Records for the task »
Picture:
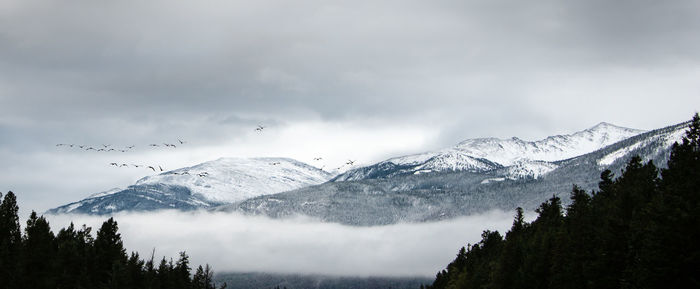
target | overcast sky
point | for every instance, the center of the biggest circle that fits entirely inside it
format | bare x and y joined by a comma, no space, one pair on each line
362,80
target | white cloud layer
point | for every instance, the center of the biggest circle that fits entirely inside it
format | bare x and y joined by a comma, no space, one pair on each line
236,243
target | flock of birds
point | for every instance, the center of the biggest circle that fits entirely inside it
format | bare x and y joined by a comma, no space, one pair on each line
158,168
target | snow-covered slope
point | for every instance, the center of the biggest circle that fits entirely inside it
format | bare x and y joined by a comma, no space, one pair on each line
229,180
441,195
213,183
529,158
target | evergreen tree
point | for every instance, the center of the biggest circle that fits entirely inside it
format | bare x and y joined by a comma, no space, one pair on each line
39,254
110,256
10,241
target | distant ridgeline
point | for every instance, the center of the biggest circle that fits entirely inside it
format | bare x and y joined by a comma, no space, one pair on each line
74,259
639,230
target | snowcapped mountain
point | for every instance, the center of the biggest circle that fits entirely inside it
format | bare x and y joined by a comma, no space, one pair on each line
528,158
377,197
208,184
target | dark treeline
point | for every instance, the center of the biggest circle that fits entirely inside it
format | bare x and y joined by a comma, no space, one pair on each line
74,259
639,230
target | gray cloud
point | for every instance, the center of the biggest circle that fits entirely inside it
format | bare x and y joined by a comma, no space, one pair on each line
136,72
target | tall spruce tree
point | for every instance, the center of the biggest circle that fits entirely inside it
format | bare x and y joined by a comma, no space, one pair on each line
39,254
10,241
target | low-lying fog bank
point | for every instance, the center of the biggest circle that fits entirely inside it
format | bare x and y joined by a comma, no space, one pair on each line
237,243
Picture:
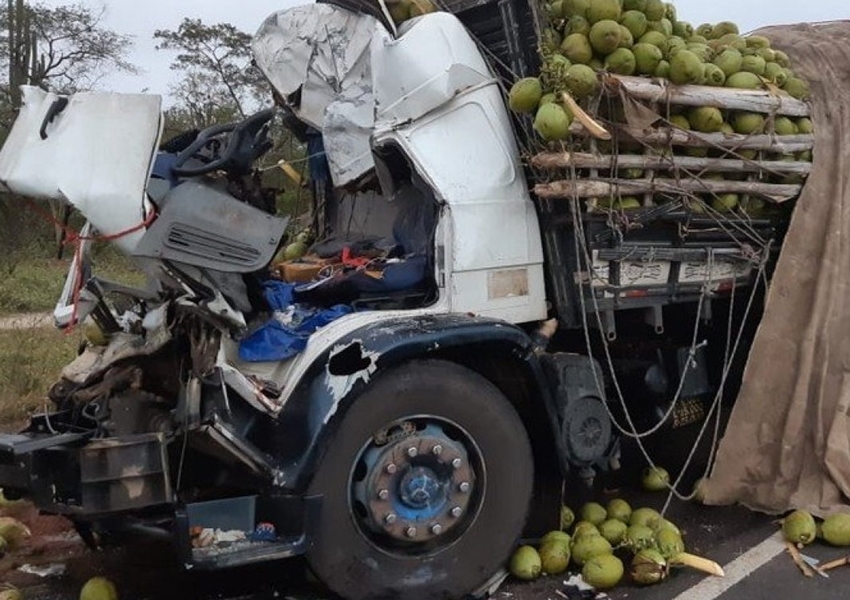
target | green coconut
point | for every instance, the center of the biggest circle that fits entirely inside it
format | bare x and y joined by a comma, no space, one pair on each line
568,517
547,98
634,5
724,28
655,10
561,537
648,567
743,80
621,61
784,126
663,26
796,87
554,557
552,122
575,8
836,529
98,588
638,537
775,73
577,48
753,64
593,512
525,563
669,543
666,524
644,516
627,40
587,546
602,10
635,21
804,125
685,68
702,51
618,508
782,58
683,29
581,81
613,530
706,119
603,572
799,527
584,528
729,61
605,36
656,38
555,10
578,25
674,44
647,58
550,40
757,41
525,95
748,122
724,203
713,75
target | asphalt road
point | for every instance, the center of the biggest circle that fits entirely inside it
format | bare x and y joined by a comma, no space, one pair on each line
746,544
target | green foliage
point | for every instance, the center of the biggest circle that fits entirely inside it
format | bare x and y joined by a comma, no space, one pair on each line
30,361
219,82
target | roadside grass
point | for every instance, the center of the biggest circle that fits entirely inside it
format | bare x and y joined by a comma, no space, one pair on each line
33,283
30,362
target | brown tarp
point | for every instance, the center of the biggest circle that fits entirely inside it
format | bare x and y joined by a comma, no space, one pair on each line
788,440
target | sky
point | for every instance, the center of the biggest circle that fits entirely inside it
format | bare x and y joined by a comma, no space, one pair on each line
140,19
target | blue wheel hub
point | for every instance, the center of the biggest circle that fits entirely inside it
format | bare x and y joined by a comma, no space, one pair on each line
415,486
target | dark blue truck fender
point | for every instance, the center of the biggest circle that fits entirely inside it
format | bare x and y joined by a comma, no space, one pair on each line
497,350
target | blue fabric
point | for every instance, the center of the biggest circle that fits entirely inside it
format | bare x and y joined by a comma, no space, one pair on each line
275,341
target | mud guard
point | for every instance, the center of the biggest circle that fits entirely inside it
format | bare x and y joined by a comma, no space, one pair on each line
312,414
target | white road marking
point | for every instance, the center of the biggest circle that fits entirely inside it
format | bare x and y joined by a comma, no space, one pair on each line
737,570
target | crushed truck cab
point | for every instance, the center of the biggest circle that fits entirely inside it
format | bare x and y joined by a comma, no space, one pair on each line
406,412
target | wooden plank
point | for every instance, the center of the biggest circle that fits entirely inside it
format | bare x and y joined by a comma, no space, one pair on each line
603,188
680,137
583,160
662,91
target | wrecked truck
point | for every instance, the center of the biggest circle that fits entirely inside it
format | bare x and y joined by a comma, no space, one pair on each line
399,418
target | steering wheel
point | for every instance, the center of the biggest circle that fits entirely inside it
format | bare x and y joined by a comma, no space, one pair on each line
246,140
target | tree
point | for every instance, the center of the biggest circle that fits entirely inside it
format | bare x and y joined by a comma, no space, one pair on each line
64,49
219,81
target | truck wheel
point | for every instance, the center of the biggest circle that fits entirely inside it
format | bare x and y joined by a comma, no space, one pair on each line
426,486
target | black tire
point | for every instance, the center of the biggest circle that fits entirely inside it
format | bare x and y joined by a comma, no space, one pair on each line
354,565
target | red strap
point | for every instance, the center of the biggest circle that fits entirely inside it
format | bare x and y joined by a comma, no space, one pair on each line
73,237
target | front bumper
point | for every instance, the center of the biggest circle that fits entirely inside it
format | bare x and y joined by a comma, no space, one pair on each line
74,475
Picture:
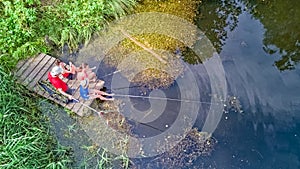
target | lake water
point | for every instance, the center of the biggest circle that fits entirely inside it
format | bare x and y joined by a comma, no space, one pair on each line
258,43
266,134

What you have to do » Copy the data exactly. Any picture it contains is to be omitted.

Response »
Picture:
target | overcast sky
point | for every instance, the center of the biggest circle that fits entirely inside it
format | bare x and y joined by a comma, no space, one pair on each line
362,80
target | white cloud layer
point | for every instance, the center of the biggest circle that fits entirely inside it
format | bare x and y joined by a comma, no space, one pair on each line
236,243
target | flock of birds
point | for every instance, the center of the biggest circle that fits entirely inside it
format | bare x and y joined by a comma, no space, one pair on each line
158,168
target | snow-covered slope
point | for every instance, the center of the biggest circle that fits entirely inside it
format | bare x and y joined by a comma, no space, one pair on each line
229,180
441,195
213,183
529,158
target | evergreen tree
point | for every instance, the center of the biggest circle that fits entirely inside it
format | bare x and y joined by a comma, no space, one pair on each line
39,254
110,256
10,241
target | distant ridgeline
point | for every instance, the center of the biggest circle that fits entirely inside it
format | bare x and y joined by a comma, no space, one pair on each line
74,259
639,230
target | snowcapped mountain
point | for every instance, the center of the biggest circle that fits entirely inside it
format | bare x and y joined by a comma, no space, one pair on each line
528,158
377,197
208,184
target | dark treeline
point | for every instance, the center of the biggest circle that fits entirely inside it
format | bare x and y joined by a comma, no space, one pair on each line
74,259
639,230
target | gray cloud
point | for every instance, the center of the biggest circle that fits entirely inside it
format | bare x and y joined by a comma, no space, one pair on each line
136,72
target | tall spruce tree
point | for every instance, the center of the biggest circle that fits entirely inside it
format | bare x and y joined by a comma, no space, one pair on each line
39,254
10,241
target | low-lying fog bank
point | for every instance, the center of the biggest circle that fits entirely inside it
format | bare x and y joined by a comma, no space, one pair on each line
237,243
Picture:
target | green coconut
point | for every instance, the center of the biggest circle that fits entirely inside it
format | bare x and y joined by a comma, no space, one pair on each line
568,517
547,98
634,5
724,28
655,10
561,537
648,567
743,80
621,61
784,126
663,26
796,87
554,557
552,122
575,8
836,529
98,588
638,537
775,73
577,48
753,64
593,512
525,563
669,543
666,524
644,516
627,40
587,546
602,10
635,21
804,125
685,68
702,51
618,508
782,58
683,29
581,81
613,530
706,119
603,572
799,527
584,528
729,61
605,36
656,38
555,10
578,25
674,44
647,58
550,40
757,41
525,95
748,122
724,203
713,75
target | asphalt road
point | for every instance, the center of the biggest circle that fits entirely inside it
format | bare x and y joined by a comma, no space, one pair on each line
746,544
target | green foliage
point | for every instance, the center of the biggest circle that fits entirely inside it
format | bare x and y joined by a comma, no space, one pair on each line
30,361
219,82
target | roadside grass
point | for every instance, the center of the biggest circle that fits entirely inside it
format | bare x and y joined by a comma, no space, one pair on each line
33,283
30,362
target | brown tarp
point | for every instance, the center of the biggest circle that fits entirely inside it
format | bare x and y joined by a comma, no space, one pair on each line
788,440
target | sky
point | for every instance, the center of the biggest circle that fits entirely inside it
format | bare x and y joined by a comma, no space, one pair on each line
140,19
target | blue wheel hub
point | for every instance, the center of the biggest circle that fits entirely inside it
format | bare x and y joined by a comma, no space, one pair on each line
415,486
target | dark blue truck fender
point | for every instance, the center of the biggest circle that fits entirely inside it
format | bare x and y joined by a comma, no space, one pair on each line
497,350
target | blue fabric
point | for every instance, the center of the biggest circle that fits entirely inside it
format | bare x and y joined by a comma, no space, one pair on each line
275,341
target | mud guard
point | for every instance, the center of the biggest circle that fits entirely inside it
format | bare x and y joined by a comma, no space, one pair on each line
312,414
target | white road marking
point | for every instance, the center of the biggest circle that fits entirely inside it
format | bare x and y joined by a comma, no space, one pair on each line
737,570
target | crushed truck cab
point | for every instance, the center of the biggest circle that fits entirely inside it
format | bare x and y joined by a comma, no space, one pair on each line
406,412
target | wooden plank
point | for every instance, the center of the biggest circle that fits entirely inside it
format | bare x and y joined by a comma, no space, one pair on each line
603,188
680,137
583,160
662,91
target | wrecked truck
point | for every instance, the center of the biggest circle that fits entirely inside it
format | bare x and y joined by a comma, no space, one pair on each line
399,418
target | steering wheel
point | for every instance, the center of the biggest circle that fits entirely inside it
format | bare x and y joined by a comma, no space, one pair on each line
246,140
target | tree
point | for every instance, the center of the biggest circle that fits entirely inside it
format | bare x and y joined by a comma, no space, one pair on each line
64,49
219,81
target | truck wheel
point | for every instance, the center of the biggest circle that fits entirely inside it
format | bare x and y joined by a comma, no space, one pair on each line
426,486
target | black tire
point | for every instance, the center of the biggest circle that fits entirely inside it
format | bare x and y joined by a comma, no space, one pair on each line
354,565
target | red strap
point | for every instance, the center of the biggest circle that fits entirely inside it
format | bare x and y joined by a comma, no space, one pair on each line
73,237
target | front bumper
point | for every instance, the center of the biggest circle that fits entirely inside it
format | bare x and y joined by a comma, no space, one pair on each line
74,475
Picture:
target | lake water
point | for every instance, the center of the biggest circle that fits entirely inside it
format | bare x and y joined by a comma, no space, one pair on each line
258,43
266,134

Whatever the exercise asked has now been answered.